Work instructions
Render the listing below as a two-column CSV headed text and output. Give each point_to line its own row, with the line in text and all of its coordinates in output, each field quoted and with line breaks turned into spaces, and leave out the pictures.

Provided information
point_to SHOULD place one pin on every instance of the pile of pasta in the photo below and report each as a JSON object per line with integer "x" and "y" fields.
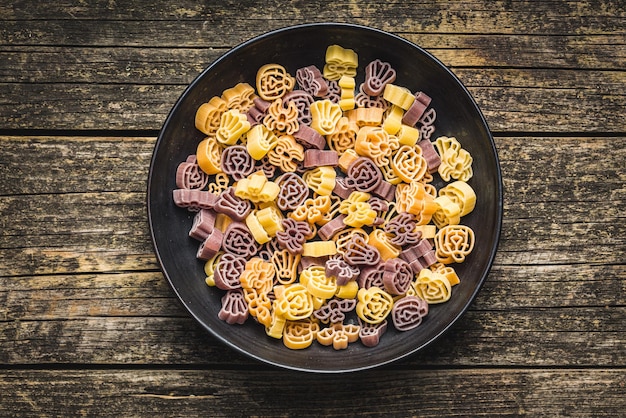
{"x": 316, "y": 213}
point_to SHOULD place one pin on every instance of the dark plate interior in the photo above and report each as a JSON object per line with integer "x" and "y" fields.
{"x": 296, "y": 47}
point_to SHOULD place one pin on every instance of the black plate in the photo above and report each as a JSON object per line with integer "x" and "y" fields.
{"x": 296, "y": 47}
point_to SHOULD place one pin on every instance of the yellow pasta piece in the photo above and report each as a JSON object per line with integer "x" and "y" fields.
{"x": 319, "y": 248}
{"x": 447, "y": 271}
{"x": 209, "y": 114}
{"x": 324, "y": 116}
{"x": 273, "y": 82}
{"x": 357, "y": 210}
{"x": 258, "y": 232}
{"x": 209, "y": 155}
{"x": 448, "y": 213}
{"x": 293, "y": 302}
{"x": 298, "y": 335}
{"x": 220, "y": 183}
{"x": 408, "y": 163}
{"x": 257, "y": 188}
{"x": 258, "y": 275}
{"x": 282, "y": 118}
{"x": 286, "y": 154}
{"x": 233, "y": 125}
{"x": 373, "y": 305}
{"x": 346, "y": 159}
{"x": 379, "y": 239}
{"x": 286, "y": 266}
{"x": 317, "y": 283}
{"x": 240, "y": 97}
{"x": 342, "y": 139}
{"x": 342, "y": 238}
{"x": 453, "y": 243}
{"x": 373, "y": 142}
{"x": 270, "y": 219}
{"x": 367, "y": 116}
{"x": 347, "y": 85}
{"x": 408, "y": 135}
{"x": 320, "y": 179}
{"x": 390, "y": 175}
{"x": 432, "y": 287}
{"x": 339, "y": 62}
{"x": 312, "y": 210}
{"x": 393, "y": 121}
{"x": 427, "y": 231}
{"x": 209, "y": 268}
{"x": 276, "y": 327}
{"x": 348, "y": 290}
{"x": 398, "y": 96}
{"x": 456, "y": 162}
{"x": 260, "y": 141}
{"x": 338, "y": 335}
{"x": 462, "y": 194}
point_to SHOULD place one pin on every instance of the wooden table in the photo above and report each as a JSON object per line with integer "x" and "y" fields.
{"x": 88, "y": 324}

The reply
text,output
"point_to SHOULD place one pin on every instance of the pile of pasta in the photo below and report each as a JSON object per line with integer ""x"" and ""y"" fields.","{""x"": 316, ""y"": 213}"
"point_to SHOULD place one pin on every instance of the dark plate interior in the photo above and report each as a JSON object per line with integer ""x"" and ""y"" fields.","{""x"": 296, ""y"": 47}"
"point_to SHOULD place one pin on every instance of the black plate in the photo above and report each as a JSON object per line with integer ""x"" and ""y"" fields.","{""x"": 296, ""y"": 47}"
"point_to SHOULD place one pin on every instance of the yellow pasta piece in the photo above and report each as a JSON object per line with integer ""x"" and ""y"" fields.","{""x"": 319, ""y"": 248} {""x"": 447, ""y"": 271} {""x"": 209, ""y"": 114} {""x"": 324, ""y"": 116} {""x"": 273, ""y"": 82} {""x"": 357, ""y"": 210} {""x"": 258, ""y"": 232} {""x"": 209, ""y"": 155} {""x"": 448, ""y"": 213} {""x"": 293, ""y"": 302} {""x"": 298, ""y"": 335} {""x"": 220, ""y"": 183} {""x"": 408, ""y"": 163} {""x"": 257, ""y"": 188} {""x"": 258, ""y"": 275} {""x"": 282, ""y"": 118} {""x"": 286, ""y"": 154} {""x"": 233, ""y"": 125} {""x"": 373, ""y"": 305} {""x"": 346, ""y"": 159} {""x"": 379, ""y"": 239} {""x"": 286, ""y"": 266} {""x"": 317, ""y"": 283} {""x"": 240, ""y"": 97} {""x"": 342, ""y"": 139} {""x"": 342, ""y"": 238} {""x"": 453, ""y"": 243} {""x"": 373, ""y"": 142} {""x"": 270, ""y"": 219} {""x"": 367, ""y"": 116} {""x"": 347, ""y"": 85} {""x"": 408, ""y"": 135} {""x"": 320, ""y"": 179} {""x"": 390, ""y"": 175} {""x"": 432, ""y"": 287} {""x"": 339, ""y"": 62} {""x"": 312, ""y"": 210} {""x"": 393, ""y"": 121} {""x"": 427, ""y"": 231} {""x"": 209, ""y"": 268} {""x"": 276, ""y"": 327} {""x"": 348, ""y"": 290} {""x"": 398, ""y"": 96} {""x"": 456, ""y"": 162} {""x"": 260, ""y"": 141} {""x"": 338, ""y"": 335} {""x"": 462, ""y"": 194}"
"point_to SHOULD place one pin on every instance of the wooden table in the photo above and report each as a JSON object per line with integer ""x"" and ""y"" fields.","{""x"": 88, ""y"": 324}"